-- Start Available records --

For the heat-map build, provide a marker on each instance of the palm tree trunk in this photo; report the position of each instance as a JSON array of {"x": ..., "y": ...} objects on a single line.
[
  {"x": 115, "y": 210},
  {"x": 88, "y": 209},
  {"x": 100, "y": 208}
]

-- End Available records --

Set task: Reproduce the item above word for word, without changing anything.

Written solution:
For the heat-map build, provide a marker on each instance of the palm tree trunk in this photo; report the position of each instance as a JSON array of {"x": ..., "y": ...} objects on a single line.
[
  {"x": 115, "y": 210},
  {"x": 88, "y": 209},
  {"x": 100, "y": 208}
]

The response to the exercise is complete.